● EXERCISE
Set down, word for word, the rows below from the line containing "white soccer jersey." through the end of the rows, including both the first and last lines.

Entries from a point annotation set

## BEGIN

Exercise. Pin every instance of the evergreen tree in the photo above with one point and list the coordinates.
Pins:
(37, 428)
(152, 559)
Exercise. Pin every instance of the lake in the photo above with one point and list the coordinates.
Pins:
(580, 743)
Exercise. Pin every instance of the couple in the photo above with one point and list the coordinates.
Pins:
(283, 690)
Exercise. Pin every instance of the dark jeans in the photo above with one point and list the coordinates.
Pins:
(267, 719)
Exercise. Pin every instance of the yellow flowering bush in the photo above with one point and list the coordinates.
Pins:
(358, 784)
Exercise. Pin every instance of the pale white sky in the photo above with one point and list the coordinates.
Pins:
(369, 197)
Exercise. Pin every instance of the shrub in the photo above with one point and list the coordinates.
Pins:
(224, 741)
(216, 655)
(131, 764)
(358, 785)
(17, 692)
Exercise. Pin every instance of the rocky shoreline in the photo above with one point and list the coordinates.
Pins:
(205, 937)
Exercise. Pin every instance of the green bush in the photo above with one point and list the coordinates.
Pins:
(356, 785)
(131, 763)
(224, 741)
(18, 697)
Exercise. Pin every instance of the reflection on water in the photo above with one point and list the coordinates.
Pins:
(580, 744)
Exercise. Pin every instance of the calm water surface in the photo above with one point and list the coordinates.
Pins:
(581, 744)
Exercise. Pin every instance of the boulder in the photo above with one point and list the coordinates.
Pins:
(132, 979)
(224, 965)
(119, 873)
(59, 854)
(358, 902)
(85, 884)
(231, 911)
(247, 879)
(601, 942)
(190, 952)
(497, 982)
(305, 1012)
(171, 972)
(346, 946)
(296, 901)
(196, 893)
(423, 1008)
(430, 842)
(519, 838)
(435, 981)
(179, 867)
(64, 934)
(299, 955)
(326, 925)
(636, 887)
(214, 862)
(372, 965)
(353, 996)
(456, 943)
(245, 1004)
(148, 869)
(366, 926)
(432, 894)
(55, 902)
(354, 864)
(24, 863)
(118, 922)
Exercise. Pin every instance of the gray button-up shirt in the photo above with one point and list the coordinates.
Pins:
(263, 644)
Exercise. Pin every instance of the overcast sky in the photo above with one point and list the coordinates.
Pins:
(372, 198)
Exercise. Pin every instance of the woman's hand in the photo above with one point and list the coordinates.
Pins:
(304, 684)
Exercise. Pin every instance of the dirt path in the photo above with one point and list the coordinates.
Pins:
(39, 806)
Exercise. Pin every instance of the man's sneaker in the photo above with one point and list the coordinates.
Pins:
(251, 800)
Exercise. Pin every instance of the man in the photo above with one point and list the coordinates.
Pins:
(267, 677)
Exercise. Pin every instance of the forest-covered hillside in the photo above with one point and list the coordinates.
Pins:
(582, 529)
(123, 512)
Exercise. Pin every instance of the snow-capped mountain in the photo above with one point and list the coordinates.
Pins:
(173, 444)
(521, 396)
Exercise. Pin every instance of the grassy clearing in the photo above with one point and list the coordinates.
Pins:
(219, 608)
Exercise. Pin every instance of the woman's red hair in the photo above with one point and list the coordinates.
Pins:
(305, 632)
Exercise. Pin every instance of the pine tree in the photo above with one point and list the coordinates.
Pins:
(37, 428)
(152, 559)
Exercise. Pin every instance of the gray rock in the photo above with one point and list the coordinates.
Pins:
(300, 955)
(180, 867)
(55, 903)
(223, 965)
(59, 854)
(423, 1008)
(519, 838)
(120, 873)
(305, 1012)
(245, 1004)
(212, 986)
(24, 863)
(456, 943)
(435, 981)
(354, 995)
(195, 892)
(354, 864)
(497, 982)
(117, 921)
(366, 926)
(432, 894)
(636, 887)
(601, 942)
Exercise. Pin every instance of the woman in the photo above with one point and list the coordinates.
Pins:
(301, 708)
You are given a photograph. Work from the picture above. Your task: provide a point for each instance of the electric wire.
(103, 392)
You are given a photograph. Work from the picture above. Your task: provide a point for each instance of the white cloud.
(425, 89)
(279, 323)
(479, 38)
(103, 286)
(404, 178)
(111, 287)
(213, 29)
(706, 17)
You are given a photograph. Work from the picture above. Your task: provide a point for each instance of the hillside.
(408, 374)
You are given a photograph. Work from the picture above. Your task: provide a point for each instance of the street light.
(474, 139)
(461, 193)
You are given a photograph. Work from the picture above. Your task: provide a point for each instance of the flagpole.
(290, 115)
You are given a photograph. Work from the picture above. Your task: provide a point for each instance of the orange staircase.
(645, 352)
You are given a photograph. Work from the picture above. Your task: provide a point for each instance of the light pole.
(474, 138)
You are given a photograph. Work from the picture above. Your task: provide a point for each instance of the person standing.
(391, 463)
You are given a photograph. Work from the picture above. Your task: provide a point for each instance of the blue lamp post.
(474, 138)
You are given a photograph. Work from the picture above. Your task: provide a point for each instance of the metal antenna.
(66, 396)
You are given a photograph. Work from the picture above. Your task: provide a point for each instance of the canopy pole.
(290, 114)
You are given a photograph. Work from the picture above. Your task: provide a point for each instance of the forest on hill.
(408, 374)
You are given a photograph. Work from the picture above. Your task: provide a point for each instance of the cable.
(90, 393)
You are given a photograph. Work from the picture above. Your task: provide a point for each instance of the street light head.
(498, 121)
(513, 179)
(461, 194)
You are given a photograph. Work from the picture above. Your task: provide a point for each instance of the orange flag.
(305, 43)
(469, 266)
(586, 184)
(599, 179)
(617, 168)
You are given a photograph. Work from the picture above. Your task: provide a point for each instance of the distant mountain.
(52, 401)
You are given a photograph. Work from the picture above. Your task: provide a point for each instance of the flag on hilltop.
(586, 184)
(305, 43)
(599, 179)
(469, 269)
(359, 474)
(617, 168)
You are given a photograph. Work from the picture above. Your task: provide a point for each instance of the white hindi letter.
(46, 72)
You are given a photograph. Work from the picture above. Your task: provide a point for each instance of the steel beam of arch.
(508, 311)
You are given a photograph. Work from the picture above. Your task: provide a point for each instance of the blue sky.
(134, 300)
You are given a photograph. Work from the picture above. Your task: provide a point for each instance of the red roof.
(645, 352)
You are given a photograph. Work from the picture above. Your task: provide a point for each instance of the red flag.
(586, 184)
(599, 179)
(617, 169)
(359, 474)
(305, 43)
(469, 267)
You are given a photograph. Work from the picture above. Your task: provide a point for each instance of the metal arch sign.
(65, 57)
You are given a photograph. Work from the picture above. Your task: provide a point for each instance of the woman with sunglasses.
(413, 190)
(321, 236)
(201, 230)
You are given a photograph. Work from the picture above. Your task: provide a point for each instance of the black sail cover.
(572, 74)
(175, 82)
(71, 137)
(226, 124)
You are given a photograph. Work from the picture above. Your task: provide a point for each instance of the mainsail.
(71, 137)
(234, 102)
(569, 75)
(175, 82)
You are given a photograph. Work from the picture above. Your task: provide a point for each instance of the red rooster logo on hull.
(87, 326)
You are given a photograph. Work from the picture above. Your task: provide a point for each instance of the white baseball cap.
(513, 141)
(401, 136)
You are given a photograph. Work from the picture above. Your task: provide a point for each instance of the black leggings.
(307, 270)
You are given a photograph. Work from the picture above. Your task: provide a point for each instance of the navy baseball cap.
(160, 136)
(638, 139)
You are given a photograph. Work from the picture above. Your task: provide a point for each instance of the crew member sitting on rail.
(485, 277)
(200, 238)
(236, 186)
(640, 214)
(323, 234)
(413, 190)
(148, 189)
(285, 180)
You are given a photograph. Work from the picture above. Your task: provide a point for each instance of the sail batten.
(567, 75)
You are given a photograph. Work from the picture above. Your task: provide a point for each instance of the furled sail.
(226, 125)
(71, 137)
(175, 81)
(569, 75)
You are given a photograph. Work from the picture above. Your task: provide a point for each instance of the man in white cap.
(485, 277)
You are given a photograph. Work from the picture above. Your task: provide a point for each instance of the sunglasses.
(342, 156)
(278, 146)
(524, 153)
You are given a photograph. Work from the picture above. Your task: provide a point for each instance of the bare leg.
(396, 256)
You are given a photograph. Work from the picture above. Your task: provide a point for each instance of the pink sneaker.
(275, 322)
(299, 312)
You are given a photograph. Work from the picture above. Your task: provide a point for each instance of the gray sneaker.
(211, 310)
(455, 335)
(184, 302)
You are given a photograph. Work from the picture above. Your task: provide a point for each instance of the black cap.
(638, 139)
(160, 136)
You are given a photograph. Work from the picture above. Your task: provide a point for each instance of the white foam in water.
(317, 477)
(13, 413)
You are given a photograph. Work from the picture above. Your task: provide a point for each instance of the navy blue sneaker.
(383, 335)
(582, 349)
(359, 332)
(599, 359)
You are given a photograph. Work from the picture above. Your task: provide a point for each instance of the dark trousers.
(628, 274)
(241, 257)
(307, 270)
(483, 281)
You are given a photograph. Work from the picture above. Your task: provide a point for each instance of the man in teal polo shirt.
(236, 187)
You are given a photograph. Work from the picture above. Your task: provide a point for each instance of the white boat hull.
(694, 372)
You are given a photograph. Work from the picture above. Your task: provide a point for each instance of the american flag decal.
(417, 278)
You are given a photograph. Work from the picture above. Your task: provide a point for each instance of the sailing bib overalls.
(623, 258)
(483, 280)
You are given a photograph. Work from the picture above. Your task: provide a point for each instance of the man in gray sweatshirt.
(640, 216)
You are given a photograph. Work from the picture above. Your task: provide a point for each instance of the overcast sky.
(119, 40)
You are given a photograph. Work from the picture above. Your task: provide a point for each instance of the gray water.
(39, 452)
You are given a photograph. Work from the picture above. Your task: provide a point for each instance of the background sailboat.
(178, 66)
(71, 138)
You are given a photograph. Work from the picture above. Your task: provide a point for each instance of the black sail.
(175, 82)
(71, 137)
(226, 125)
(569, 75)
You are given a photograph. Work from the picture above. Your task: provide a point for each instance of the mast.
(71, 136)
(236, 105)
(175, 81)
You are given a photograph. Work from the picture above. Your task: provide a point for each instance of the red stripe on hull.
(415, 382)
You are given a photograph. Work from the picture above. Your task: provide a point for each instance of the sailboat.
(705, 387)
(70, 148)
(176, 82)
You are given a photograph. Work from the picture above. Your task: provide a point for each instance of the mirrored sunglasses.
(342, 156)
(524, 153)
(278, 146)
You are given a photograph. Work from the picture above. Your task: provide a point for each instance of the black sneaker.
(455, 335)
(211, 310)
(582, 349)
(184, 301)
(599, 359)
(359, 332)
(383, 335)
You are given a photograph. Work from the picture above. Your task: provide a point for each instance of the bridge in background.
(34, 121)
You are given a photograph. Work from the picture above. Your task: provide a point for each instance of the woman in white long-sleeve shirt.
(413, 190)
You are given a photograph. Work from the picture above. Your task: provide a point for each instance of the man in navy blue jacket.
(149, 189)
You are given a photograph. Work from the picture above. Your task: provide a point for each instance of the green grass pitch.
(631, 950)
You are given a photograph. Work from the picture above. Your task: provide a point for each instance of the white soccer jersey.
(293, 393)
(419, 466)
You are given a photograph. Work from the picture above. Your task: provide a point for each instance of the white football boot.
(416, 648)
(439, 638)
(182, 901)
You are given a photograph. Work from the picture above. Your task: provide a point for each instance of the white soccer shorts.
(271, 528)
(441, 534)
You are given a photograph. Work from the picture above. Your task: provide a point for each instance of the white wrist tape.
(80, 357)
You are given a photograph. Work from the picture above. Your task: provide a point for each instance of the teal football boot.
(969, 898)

## END

● WORKED SOLUTION
You are given a photograph. Work from the picture above. Your task: provide a point for each instance of the white soccer jersey.
(293, 393)
(419, 466)
You are given a photograph. Work from the picture above. Your task: provide a point for each instance of the white football boot.
(416, 648)
(439, 638)
(182, 901)
You are given a photograph. Work from the picture above. Your task: provide a point for each instance of the white soccer shorts.
(271, 528)
(441, 534)
You are given a photograph. Work from the picture above. Your task: provide a point for each instance of the white wrist tape.
(80, 357)
You are given a photograph. Work from the picture above. Your task: provide a point for each instance of the teal football boot.
(969, 898)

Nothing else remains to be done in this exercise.